══ LISTED ENTRIES

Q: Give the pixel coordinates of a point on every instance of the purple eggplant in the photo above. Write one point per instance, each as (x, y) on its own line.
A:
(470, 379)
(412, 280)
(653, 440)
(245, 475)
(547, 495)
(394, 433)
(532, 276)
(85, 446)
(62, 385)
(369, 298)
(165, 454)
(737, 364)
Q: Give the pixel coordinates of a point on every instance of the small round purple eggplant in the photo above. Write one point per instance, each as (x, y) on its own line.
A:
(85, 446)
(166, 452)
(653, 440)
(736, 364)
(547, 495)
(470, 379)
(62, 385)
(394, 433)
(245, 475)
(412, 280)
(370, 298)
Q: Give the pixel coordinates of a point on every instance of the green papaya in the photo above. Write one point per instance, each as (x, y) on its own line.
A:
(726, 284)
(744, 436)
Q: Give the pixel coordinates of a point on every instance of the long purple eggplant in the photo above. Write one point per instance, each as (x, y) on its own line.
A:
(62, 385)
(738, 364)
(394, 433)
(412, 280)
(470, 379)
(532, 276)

════

Rewrite all of the records above in full, requests included, shifting every point coordinate in the answers by adding 117 to both its x and y values.

Q: Give the pixel coordinates of a point on every instance of the purple eggplant in the photo above. Write one point per instance, each as (x, y) on its own line.
A:
(587, 496)
(529, 397)
(770, 557)
(362, 592)
(664, 612)
(511, 550)
(649, 393)
(202, 563)
(179, 502)
(486, 415)
(282, 571)
(854, 481)
Q: Give the pixel coordinates of a point on every instance of the small round purple eggplant in the photo above. Write one point per instance, each as (x, y) on its own line.
A:
(202, 563)
(283, 569)
(770, 557)
(853, 481)
(664, 612)
(587, 496)
(179, 502)
(511, 550)
(362, 592)
(529, 397)
(487, 415)
Q: Give the pixel coordinates of a point on every instance of the green papaya in the photo above. Write one point per instance, each as (x, y) on its own line.
A:
(843, 401)
(861, 553)
Q: Give the pixel coordinates of a point on every instance of the long purple eggplant in the photo above. Write one point per instance, each as (x, y) on its own line.
A:
(179, 502)
(855, 481)
(511, 550)
(529, 397)
(587, 496)
(649, 393)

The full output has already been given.